_TÂCHES À RÉALISER_
1 – Que dit l'article sur la forêt olympique sur les points suivants ?
(a) De combien le CIO prévoit-il de réduire ses émissions d'ici 2030 ?
(b) Dans quels pays Tree Aid travaille-t-il avec des communautés ?
(c) Combien de tonnes d'équivalent dioxyde de carbone les arbres doivent-ils éliminer, et sur quelle période ?
2 – Pouvez-vous prolonger l'article sur la forêt olympique en reprenant juste après sa dernière phrase ?

-------- EXTRAIT

"La forêt olympique va bien au-delà de la simple suppression du carbone dans l'atmosphère" – Tree Aid, partenaire de mise en œuvre du CIO

En réponse à la crise climatique qui s'aggrave, le Comité International Olympique (CIO) s'efforce de réduire considérablement son empreinte carbone, en mettant en place un plan visant à réduire ses émissions de 30 % d'ici 2024 et de 50 % d'ici 2030, conformément à l'Accord de Paris. Grâce au projet de forêt olympique, le CIO s'est également engagé à aller plus loin en éliminant plus de carbone de l'atmosphère qu'il n'en émet.

"La forêt olympique va bien au-delà de la simple suppression du carbone dans l'atmosphère" – Tree Aid, partenaire de mise en œuvre du CIO
© IOC

Alors que la première série de plantations d'arbres touche à sa fin, le CIO s'est entretenu avec Georges Bazongo, directeur des programmes de Tree Aid, organisation partenaire du CIO pour la mise en œuvre du projet de forêt olympique, afin de lui poser les questions suivantes : que faut-il pour qu'un projet de plantation d'arbres réussisse et comment pouvons-nous nous assurer que les communautés locales en bénéficieront pendant des décennies ?

Q. Ce projet a fait l'objet de nombreuses réflexions. Mais pourquoi ne pas commencer par la question de départ : à quoi servent les arbres ?

Au Mali et au Sénégal, nous travaillons avec des communautés qui luttent massivement contre le double impact du changement climatique et de l'agriculture non durable. À la base, ce sont déjà des terres difficiles à cultiver, car le climat y est chaud et sec.

Mais la hausse des températures et l'évolution des schémas climatiques, associées à des techniques agricoles non durables, font que les sols de la région deviennent moins fertiles et que la productivité agricole diminue. Cela a également un impact sur l'eau, car les terres arides ne retiennent pas l'eau aussi efficacement que les sols fertiles. Dans toute la région, les populations ont du mal à produire suffisamment de nourriture. La pauvreté et les flux migratoires augmentent.

Les arbres offrent cependant une solution importante. En plus d'absorber le dioxyde de carbone, ils fournissent de l'ombre, empêchent l'érosion des sols et améliorent également leur fertilité. Ils peuvent aussi offrir des sources alternatives de nourriture, de sorte que lorsque les récoltes habituelles sont mauvaises, les agriculteurs peuvent toujours manger ou vendre les fruits, les noix ou les graines de leurs arbres.

© IOC/Christophe Moratal

Q. En quoi consiste réellement le projet de forêt olympique ?

D'une part, il s'agit de planter des arbres pour éliminer 200 000 tonnes d'équivalent dioxyde de carbone (CO2e) de l'atmosphère sur une période de 25 ans. Cela signifie que le CIO éliminera plus d'émissions de carbone de l'atmosphère qu'il n'en émet.

----------------
-------- DONNÉES FOURNIES

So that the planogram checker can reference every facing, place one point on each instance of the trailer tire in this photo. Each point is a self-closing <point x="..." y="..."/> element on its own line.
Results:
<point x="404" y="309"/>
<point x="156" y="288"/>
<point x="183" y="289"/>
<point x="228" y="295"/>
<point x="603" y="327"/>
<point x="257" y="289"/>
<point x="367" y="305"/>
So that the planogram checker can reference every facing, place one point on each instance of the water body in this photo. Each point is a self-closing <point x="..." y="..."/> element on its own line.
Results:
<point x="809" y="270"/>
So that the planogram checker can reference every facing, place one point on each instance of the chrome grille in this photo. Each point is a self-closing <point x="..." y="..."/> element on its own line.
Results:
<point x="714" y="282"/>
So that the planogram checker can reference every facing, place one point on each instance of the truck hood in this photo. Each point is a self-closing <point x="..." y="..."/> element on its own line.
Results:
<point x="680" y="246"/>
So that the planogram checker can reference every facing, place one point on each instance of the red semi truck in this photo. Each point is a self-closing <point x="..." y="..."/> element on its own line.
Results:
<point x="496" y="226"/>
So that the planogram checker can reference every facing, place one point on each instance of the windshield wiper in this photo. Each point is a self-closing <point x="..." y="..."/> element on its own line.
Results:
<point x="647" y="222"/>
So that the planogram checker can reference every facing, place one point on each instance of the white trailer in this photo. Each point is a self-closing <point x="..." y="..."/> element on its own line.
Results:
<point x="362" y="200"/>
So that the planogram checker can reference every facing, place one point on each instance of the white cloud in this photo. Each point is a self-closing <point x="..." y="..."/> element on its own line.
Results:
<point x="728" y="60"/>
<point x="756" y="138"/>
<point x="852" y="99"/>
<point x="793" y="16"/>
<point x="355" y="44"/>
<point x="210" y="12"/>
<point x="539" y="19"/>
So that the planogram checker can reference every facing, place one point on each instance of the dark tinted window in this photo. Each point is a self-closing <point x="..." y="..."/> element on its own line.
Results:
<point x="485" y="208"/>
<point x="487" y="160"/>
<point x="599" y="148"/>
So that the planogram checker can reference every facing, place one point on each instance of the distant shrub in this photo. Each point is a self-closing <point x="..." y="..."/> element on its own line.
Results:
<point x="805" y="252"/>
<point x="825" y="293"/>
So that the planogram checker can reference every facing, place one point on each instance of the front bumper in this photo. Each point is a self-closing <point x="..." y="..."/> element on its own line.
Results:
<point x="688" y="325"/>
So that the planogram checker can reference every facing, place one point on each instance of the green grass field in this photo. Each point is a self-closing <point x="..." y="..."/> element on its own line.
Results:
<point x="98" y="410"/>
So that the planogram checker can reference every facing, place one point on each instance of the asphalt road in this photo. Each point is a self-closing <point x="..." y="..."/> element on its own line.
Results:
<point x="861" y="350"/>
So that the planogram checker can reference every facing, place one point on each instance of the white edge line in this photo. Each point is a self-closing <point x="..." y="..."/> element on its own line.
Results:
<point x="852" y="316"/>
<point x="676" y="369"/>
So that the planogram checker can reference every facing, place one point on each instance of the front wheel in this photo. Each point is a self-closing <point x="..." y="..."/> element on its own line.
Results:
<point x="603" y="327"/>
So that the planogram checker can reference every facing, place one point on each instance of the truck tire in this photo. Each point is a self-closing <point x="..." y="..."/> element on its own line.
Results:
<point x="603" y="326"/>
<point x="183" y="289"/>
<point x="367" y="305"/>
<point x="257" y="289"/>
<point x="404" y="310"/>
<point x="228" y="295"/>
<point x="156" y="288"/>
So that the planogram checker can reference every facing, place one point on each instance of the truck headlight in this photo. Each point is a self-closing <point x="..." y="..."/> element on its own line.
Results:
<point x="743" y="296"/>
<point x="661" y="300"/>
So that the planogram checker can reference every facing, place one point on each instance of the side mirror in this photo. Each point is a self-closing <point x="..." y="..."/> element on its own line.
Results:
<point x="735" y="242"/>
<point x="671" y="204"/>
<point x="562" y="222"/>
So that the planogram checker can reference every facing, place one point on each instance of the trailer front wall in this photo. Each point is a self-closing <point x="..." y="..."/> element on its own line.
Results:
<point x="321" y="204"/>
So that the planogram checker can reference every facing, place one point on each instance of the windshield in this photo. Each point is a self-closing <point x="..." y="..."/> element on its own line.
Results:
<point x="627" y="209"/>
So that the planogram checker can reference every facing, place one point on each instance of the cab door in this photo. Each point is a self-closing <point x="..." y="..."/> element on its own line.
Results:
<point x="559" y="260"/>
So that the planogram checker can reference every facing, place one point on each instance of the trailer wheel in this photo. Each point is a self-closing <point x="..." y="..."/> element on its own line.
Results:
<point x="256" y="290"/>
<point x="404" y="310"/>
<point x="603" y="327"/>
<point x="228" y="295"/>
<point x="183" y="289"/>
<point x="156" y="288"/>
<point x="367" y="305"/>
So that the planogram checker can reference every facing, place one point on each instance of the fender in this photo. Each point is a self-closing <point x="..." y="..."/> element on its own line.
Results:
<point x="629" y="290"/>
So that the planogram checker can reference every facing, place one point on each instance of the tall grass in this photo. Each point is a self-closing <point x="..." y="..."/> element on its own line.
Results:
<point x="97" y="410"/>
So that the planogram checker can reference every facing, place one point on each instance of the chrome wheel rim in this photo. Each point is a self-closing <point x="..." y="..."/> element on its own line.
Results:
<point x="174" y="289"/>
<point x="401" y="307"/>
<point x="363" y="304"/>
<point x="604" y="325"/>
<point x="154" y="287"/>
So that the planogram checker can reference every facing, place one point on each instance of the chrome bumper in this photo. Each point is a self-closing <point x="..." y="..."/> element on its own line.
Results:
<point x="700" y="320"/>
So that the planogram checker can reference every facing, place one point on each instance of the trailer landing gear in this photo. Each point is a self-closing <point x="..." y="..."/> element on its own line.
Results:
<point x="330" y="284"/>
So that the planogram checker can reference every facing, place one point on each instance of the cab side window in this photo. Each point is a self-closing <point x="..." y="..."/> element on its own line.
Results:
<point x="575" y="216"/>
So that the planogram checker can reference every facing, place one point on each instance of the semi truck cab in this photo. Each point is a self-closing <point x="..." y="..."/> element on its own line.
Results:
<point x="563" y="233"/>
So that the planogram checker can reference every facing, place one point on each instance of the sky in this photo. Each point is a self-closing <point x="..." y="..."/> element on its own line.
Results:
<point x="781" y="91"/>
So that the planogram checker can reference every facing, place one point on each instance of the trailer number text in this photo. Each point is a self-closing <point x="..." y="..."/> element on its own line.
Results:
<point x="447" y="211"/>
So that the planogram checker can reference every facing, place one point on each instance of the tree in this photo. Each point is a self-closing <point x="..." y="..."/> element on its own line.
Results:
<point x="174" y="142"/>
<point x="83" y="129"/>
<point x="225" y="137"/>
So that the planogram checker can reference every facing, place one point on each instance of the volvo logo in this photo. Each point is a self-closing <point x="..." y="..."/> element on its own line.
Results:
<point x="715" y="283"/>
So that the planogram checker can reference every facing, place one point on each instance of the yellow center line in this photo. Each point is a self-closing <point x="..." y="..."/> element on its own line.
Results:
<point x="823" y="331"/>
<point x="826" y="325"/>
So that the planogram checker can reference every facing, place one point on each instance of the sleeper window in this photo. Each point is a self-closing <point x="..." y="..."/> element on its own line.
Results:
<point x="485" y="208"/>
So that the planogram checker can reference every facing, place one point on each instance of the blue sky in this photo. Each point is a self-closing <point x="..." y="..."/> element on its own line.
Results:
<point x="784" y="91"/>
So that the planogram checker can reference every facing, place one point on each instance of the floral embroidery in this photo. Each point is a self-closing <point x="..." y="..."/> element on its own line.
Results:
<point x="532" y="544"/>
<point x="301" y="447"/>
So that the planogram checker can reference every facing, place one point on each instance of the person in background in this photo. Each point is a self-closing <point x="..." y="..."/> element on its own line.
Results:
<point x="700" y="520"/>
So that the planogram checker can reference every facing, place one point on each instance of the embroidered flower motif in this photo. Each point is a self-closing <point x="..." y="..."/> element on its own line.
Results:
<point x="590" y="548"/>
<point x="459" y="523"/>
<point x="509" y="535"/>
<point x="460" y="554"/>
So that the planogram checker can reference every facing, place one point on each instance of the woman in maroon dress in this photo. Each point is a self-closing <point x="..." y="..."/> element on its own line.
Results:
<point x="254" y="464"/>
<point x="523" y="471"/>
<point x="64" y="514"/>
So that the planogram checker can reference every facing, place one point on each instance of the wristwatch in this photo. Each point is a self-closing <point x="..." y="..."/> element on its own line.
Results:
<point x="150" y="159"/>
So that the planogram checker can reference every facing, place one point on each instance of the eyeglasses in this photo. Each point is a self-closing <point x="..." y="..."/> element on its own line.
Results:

----------------

_EN RÉPONSE_
1 –
(a) De 50 %.
(b) Au Mali et au Sénégal.
(c) 200 000 tonnes, sur une période de 25 ans.

2 –
Nous étudions également la manière dont le projet pourrait être élargi pour éliminer 600 000 tonnes supplémentaires sur une période similaire.

Mais il est évident que ce projet est bien plus que cela. En restaurant les forêts et les terres agricoles dégradées, le projet génère également de nouveaux revenus pour les communautés locales.

Il le fait de plusieurs façons. Certains arbres sont plantés pour restaurer les terres dégradées et renforcer la fertilité et la résilience des sols. C'est ce que nous appelons la "plantation d'enrichissement". Cette technique aide le sol à retenir plus d'eau et fournit un habitat vital aux animaux. Dans le même temps, nous planterons davantage d'arbres pour produire des fruits, des noix et des graines, lesquels pourront être consommés.

Parce que nous voulons que cette forêt résiste à l'épreuve du temps, nous passons énormément de temps à travailler avec les communautés locales. Ces dernières veulent ce projet parce qu'elles en comprennent les avantages, mais nous travaillons avec elles pour introduire des techniques agricoles nouvelles et alternatives. Nous œuvrons également avec des entreprises locales qui peuvent contribuer à la réalisation de ce projet, par exemple en produisant et en prenant soin des jeunes arbres jusqu'à ce qu'ils soient prêts à être plantés.

Vous serez peut-être surpris d'apprendre que nous cherchons également à attirer davantage d'animaux sauvages dans les régions concernées. C'est pourquoi nous discutons avec la Royal Society for the Protection of Birds (RSPB) du Royaume-Uni et ses partenaires au Sénégal, l'association Nature-Communications-Développement (NCD). Nous essayons de voir comment nous pouvons travailler à leurs côtés.

Q. Comment décidez-vous de l'endroit où vous allez faire les plantations d'arbres ?

Nous planifions ce projet depuis plusieurs années maintenant, en nous engageant d'abord auprès des autorités locales, puis auprès des communautés elles-mêmes. Cela signifie que la préparation de la première plantation d'arbres a été délibérément lente et méthodique. Cela signifie également que nous avons conclu un vaste accord avec les communautés locales portant sur le type d'arbres et le lieu où les planter.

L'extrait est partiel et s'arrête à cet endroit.